═══ TEXT SECTION ═══

In 1685, informed by Edmund Halley that both a great friend of him, the architect Christopher Wren, and a great enemy of him, Robert Hook shared the will to solve the question of gravity of celestial bodies (for which there was already an hypothesis of a force inversely proportional to the square of the distance between them), he came out of a self-imposed isolation to hand over to Halley himself, a treatise that was after a short time presented to the Royal Society.

De motu corporum in gyrum (“On the motion of bodies in an orbit”) was basically the premise of what he then collected in the Principia.

This work began to show extensively the greatness of his insights; especially with regards to decoding the force of gravity, problem that was here to great extent solved.

After decades in isolation, starting from one of the many discussions he had with Hook on the free fall of a weight from a tower in absence of air, while he expressed a wrong evaluation on the direction the object followed, he nevertheless grasped a fundamental factor in seeing in the elliptic shape the trajectory a weight follows under the influence of the force of gravity.

Same shape followed by the orbit of celestial bodies.

The convictions he gained through the study of alchemy, refrained up until then by Descartes’ Vortices law, which defined the ether as the means through which celestial bodies were carried around and kept at distance from the sun, found a supportive context.

═══ RECORD EXCERPTS ═══

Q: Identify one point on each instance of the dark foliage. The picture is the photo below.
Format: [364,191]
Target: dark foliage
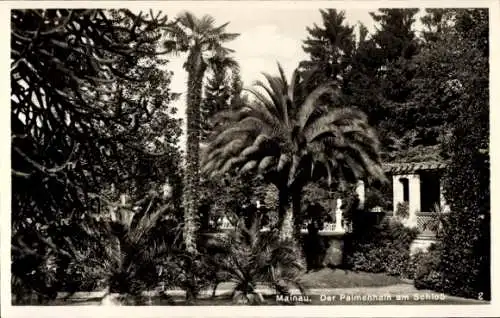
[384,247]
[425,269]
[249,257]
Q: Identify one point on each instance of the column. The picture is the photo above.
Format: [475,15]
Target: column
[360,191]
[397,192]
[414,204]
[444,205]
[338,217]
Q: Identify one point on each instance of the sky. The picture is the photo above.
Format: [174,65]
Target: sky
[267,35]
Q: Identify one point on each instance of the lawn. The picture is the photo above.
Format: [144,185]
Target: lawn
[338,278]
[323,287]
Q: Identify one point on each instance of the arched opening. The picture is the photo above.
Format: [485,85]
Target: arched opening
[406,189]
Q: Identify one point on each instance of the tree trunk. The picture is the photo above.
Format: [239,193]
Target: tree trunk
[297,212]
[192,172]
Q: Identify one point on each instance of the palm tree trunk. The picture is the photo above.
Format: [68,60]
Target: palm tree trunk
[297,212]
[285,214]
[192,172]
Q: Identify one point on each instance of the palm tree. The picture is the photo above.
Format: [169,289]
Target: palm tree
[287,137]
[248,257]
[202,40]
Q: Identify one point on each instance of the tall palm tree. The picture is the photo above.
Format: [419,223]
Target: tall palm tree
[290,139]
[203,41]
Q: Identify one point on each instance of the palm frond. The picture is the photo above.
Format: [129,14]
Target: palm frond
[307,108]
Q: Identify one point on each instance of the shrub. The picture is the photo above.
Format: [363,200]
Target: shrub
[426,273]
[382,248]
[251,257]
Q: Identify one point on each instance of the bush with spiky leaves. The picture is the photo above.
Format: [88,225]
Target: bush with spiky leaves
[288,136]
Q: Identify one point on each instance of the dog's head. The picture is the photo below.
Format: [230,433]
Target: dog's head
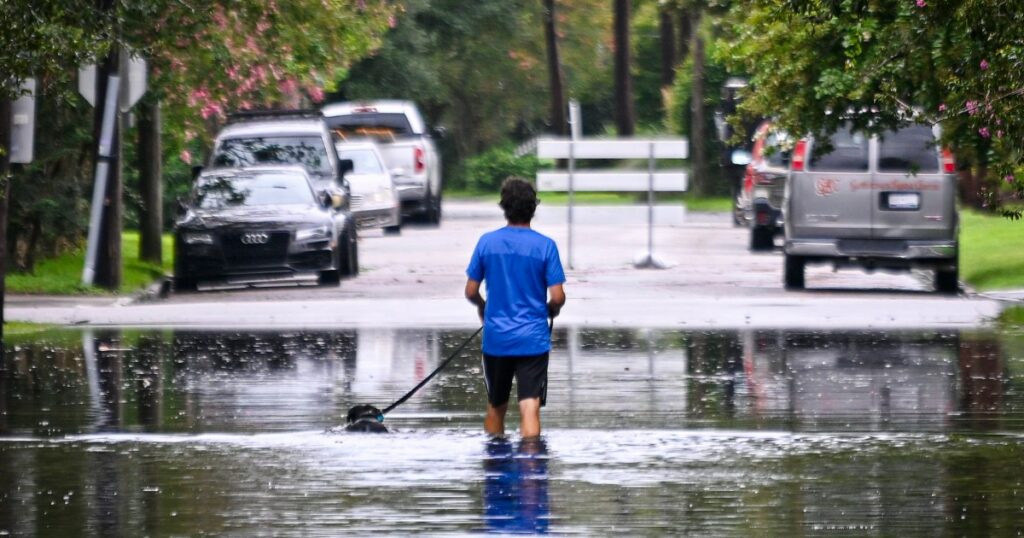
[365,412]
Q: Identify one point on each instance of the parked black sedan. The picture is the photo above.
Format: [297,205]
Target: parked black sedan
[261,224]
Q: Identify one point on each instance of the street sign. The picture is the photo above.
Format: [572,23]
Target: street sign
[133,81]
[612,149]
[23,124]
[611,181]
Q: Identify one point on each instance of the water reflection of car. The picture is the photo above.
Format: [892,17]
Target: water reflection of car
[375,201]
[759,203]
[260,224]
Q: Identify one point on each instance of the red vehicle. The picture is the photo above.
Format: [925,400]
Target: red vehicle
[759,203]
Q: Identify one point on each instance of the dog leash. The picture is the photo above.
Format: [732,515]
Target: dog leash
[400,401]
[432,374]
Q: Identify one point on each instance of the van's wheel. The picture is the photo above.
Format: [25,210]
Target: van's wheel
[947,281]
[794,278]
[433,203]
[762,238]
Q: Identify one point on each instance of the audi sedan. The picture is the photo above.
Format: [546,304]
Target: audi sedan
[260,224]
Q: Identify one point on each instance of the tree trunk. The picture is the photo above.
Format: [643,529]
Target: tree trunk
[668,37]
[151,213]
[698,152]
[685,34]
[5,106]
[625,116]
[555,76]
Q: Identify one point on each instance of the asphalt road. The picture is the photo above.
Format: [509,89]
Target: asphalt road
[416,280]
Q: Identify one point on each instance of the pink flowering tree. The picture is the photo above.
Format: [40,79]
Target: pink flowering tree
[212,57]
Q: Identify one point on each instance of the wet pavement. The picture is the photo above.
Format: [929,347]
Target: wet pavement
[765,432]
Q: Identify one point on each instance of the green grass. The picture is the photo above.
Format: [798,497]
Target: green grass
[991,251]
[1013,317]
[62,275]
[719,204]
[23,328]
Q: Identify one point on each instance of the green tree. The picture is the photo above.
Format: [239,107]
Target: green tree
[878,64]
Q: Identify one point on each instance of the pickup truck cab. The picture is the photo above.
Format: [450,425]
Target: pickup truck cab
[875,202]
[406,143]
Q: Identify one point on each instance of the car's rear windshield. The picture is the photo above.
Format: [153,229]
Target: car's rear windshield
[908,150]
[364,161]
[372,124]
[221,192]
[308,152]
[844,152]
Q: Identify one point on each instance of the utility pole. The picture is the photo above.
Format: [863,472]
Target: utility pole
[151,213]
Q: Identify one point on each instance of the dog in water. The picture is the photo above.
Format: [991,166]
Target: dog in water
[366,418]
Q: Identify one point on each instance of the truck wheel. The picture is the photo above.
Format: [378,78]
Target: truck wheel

═══

JOB: In the text on the treatise about gravity, what English rendering is given for "De motu corporum in gyrum"? This material has no role in what is asked here.

ANSWER TO THE EXERCISE: "On the motion of bodies in an orbit"